Start of Extract provided
The world now had a new enemy — terrorism — but without face. This enemy assumed a new name as situation and circumstances changed. Unlike in early 2000 when al Qaeda was the household name for terrorism, today ISIS has become a new dread, especially in the context of Asia.

In July 2018, China, Iran, Russia and Pakistan held a joint consultation meeting of their intelligence agencies to discuss measures to confront the growing influence of ISIS in the region. There was a consensus about ISIS consolidating itself in Asia. The Russian representative, Sargai Narshan, informed his counterparts in the meeting about the active presence of 10,000 ISIS terrorists in nine provinces of Afghanistan. The intelligence heads of the four countries agreed to share intelligence on ISIS and other terrorist groups.

On January 27, 2019, ISIS attacked a Sunday mass on a southern Philippine island, killing 23 people. More graphic was the illustration made viral in which President Rodrigo Duterte of the Philippines was shown kneeling on a pile of skulls, before a militant standing on him with a dagger. The caption of the illustration read, “The fighting has just begun”.
End of Extract provided
Start of Extracted material
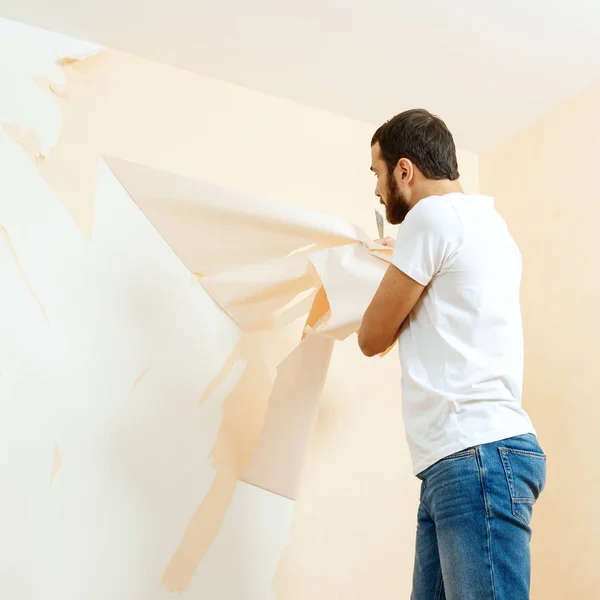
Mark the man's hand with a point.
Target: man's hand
(387, 242)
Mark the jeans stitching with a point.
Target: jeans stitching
(511, 486)
(440, 587)
(539, 455)
(487, 523)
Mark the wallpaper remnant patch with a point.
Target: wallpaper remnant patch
(4, 234)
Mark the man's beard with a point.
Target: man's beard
(396, 205)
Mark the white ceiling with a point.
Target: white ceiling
(488, 67)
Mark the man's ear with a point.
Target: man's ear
(404, 170)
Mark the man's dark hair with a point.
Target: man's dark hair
(423, 139)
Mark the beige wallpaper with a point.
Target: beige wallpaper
(545, 181)
(352, 530)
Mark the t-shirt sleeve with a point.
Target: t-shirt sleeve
(428, 239)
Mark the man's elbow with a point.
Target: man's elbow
(368, 346)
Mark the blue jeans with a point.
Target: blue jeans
(474, 522)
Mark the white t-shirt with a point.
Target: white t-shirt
(461, 348)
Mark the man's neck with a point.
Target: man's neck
(439, 188)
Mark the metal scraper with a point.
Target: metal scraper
(379, 219)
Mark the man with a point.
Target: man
(451, 298)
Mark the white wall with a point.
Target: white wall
(135, 463)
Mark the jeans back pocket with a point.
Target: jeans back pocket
(526, 477)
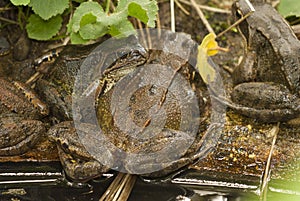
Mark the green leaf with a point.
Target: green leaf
(93, 30)
(289, 7)
(49, 8)
(90, 7)
(40, 29)
(122, 29)
(143, 10)
(77, 39)
(20, 2)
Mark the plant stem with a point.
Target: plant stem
(107, 6)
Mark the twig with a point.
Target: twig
(140, 26)
(212, 9)
(202, 17)
(158, 25)
(172, 15)
(266, 176)
(120, 188)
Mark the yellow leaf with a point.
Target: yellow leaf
(208, 47)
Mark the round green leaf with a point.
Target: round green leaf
(49, 8)
(40, 29)
(77, 39)
(90, 7)
(20, 2)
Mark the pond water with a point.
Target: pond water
(45, 181)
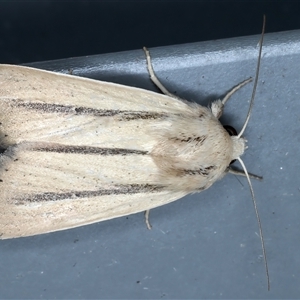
End of Extracted material
__Exercise objective__: Continue the passage about ISIS's growing threat in Asia, picking up from its final sentence.

__Reply to the task__:
There is a scholarly agreement that it was “the US, Europe and their regional allies that created the conditions for the rise of ISIS”. In Iraq, the US was supporting Shias at the cost of alienating the Sunnis, and in Syria the US and its Arab and western allies were supplying weapons to the rebels with absolutely no oversight as to where and how they were being used. This was a perfectly enabling environment to assemble the infrastructure for an Islamic state.

Before, it was in Camp Bucca, the US jail in Iraq, that al Baghdadi and other top ISIS commanders had assumed the leadership stature.

According to Terrence McCoy’s writing in The New York Times, the history of the ISIS begins from the Bucca Camp. In 2009, some of the most radical Jihadists detained in the camp over several years were released to the peril of giving another jolt to the already-dishevelled Middle East.

The irony being that before the incarceration in Bucca, al Baghdadi and other violent radicals wanted to destroy America, but later their plan had extended to kill even the Muslims.

Describing ISIS leadership’s time in Bucca, military veteran Andrew Thompson and academic Jeremi Suri wrote in The New York Times, “Their time in prison deepened their extremism and gave them opportunities to broaden their following. The prisons became virtual terrorist universities: the hardened radicals were the professors, the other detainees were the students, and the prison authorities played the role of absent custodian.”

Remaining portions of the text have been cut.